▸ **Aim of the exercise**:
Which lines in the rows below contain the string "gable"? Pick out each one and copy it in full.
++++++++++
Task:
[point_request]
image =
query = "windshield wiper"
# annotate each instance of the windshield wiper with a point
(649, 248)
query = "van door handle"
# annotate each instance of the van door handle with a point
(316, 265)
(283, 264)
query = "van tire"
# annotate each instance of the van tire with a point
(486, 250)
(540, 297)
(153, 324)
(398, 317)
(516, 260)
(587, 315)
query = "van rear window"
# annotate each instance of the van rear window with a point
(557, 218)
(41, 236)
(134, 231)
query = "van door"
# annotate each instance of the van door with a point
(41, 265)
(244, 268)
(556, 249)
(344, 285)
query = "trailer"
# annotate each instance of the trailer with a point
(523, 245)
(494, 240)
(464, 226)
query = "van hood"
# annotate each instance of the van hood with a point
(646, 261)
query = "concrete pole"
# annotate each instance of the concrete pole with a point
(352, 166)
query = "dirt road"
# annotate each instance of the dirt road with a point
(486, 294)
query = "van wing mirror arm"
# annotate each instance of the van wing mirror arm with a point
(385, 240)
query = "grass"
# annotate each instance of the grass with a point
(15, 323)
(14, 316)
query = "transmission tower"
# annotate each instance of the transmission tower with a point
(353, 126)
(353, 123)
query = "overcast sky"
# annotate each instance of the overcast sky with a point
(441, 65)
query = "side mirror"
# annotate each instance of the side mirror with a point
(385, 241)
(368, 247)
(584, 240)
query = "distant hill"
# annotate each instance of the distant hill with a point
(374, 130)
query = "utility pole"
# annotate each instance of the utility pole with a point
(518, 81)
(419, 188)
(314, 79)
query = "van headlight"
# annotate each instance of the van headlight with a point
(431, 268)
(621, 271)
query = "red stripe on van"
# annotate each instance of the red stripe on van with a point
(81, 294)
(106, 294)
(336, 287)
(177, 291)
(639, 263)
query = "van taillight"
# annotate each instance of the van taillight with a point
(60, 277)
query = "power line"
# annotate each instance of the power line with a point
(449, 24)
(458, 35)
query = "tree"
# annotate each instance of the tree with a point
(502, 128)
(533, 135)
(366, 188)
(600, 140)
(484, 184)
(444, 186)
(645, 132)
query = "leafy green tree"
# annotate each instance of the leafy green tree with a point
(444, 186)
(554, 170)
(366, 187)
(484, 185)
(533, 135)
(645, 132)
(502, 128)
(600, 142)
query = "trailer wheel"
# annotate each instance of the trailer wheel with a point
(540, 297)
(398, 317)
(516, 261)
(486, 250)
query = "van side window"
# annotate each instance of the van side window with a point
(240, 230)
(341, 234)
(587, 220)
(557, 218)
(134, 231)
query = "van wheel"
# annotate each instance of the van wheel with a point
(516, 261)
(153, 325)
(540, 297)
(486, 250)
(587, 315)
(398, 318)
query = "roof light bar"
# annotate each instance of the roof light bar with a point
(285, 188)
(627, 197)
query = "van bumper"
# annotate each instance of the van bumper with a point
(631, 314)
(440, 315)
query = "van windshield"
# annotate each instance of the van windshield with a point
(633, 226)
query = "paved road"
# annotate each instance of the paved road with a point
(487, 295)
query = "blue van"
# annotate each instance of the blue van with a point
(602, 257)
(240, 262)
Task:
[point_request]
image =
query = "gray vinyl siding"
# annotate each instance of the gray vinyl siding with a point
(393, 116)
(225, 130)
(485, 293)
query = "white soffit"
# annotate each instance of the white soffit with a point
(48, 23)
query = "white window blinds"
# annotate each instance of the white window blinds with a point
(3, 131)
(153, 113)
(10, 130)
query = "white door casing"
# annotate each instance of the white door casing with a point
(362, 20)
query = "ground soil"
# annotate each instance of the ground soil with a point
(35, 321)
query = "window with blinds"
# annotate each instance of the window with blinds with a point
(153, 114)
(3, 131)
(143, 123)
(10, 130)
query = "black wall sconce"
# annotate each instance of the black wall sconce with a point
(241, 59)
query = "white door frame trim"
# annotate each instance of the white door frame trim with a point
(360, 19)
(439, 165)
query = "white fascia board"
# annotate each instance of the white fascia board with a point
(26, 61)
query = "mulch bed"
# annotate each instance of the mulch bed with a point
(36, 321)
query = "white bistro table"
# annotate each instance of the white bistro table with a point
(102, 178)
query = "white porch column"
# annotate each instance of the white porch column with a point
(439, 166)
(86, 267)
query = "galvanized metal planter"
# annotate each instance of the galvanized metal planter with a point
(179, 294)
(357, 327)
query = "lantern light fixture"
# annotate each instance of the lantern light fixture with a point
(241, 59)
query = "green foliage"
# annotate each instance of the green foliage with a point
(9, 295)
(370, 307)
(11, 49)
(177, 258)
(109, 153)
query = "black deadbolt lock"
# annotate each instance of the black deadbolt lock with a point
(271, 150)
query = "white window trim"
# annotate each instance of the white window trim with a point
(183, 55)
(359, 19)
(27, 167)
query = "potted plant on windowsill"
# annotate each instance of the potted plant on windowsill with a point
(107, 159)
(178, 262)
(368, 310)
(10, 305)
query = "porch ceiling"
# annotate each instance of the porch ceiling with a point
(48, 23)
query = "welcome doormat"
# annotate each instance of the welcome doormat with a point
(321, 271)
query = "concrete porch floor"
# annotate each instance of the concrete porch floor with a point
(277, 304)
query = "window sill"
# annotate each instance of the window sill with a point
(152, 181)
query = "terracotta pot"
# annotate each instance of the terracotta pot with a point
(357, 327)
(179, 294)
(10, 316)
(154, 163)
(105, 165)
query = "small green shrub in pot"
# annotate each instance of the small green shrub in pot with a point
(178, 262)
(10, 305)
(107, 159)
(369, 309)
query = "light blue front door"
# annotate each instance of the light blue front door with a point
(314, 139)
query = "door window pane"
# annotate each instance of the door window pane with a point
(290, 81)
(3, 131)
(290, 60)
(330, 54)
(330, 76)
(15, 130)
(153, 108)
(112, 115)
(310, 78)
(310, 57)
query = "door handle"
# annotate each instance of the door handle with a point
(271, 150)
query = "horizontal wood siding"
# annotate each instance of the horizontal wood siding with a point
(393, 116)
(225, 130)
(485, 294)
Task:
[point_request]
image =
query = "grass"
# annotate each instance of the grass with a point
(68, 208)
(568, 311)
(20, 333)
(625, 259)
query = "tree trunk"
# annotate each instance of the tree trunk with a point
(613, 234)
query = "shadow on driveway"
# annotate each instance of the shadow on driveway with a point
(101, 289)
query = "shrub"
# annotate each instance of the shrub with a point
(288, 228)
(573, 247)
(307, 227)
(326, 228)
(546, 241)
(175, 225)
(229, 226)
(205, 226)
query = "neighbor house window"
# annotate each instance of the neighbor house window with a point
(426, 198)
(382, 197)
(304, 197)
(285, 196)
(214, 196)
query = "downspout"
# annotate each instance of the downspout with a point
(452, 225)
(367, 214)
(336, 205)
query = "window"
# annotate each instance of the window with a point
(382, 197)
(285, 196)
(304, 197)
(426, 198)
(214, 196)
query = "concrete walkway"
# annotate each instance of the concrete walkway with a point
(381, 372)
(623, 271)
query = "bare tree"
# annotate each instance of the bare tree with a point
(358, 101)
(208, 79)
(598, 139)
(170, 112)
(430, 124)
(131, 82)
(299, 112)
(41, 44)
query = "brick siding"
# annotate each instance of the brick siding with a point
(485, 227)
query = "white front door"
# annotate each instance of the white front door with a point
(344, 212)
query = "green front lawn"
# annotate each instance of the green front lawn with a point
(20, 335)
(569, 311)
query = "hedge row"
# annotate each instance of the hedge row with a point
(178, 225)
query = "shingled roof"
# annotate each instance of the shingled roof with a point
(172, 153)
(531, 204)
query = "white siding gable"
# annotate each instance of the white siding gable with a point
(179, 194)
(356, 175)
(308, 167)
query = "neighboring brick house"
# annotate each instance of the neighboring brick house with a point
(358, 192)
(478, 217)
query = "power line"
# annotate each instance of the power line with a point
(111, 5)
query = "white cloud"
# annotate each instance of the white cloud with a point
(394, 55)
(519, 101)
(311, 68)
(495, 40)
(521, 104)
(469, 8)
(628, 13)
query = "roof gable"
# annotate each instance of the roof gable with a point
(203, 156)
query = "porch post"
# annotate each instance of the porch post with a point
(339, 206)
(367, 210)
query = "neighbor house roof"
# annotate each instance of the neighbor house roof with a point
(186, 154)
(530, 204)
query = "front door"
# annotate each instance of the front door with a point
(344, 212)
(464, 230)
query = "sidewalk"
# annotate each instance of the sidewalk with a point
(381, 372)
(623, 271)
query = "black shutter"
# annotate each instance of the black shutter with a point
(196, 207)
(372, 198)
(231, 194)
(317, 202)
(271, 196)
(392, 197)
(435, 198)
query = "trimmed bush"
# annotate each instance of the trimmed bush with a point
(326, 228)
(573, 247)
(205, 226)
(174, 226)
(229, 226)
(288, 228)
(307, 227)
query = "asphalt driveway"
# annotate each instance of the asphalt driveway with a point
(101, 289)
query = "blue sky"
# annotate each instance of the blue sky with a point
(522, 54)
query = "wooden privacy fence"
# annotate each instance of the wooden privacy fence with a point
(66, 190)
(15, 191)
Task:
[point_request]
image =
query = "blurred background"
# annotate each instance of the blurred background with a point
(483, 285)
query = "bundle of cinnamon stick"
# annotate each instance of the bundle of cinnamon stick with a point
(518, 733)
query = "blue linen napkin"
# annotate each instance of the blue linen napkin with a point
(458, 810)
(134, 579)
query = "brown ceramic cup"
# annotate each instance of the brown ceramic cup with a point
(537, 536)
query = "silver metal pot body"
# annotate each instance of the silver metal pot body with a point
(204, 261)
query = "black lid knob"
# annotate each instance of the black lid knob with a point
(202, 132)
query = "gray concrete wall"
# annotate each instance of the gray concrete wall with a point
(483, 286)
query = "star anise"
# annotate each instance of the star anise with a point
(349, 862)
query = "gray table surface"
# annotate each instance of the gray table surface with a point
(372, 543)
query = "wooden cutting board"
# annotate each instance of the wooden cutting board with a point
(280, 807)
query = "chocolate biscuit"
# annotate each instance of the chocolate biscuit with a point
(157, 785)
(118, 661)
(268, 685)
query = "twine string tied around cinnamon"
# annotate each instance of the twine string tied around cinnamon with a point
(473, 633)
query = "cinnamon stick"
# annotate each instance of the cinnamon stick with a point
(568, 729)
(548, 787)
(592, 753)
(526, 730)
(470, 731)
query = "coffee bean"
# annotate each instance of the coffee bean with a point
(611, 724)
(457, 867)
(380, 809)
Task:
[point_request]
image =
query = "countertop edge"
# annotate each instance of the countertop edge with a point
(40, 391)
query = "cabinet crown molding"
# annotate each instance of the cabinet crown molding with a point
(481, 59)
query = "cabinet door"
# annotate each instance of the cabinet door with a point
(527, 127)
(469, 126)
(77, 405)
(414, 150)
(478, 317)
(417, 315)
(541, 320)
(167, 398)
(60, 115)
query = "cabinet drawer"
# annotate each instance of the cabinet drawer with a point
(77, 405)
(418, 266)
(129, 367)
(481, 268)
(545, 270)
++++++++++
▸ **Response to the task**:
query = "white siding gable"
# annotate each instance of the white siding gable with a point
query = "roof gable"
# annotate each instance of the roof gable with a point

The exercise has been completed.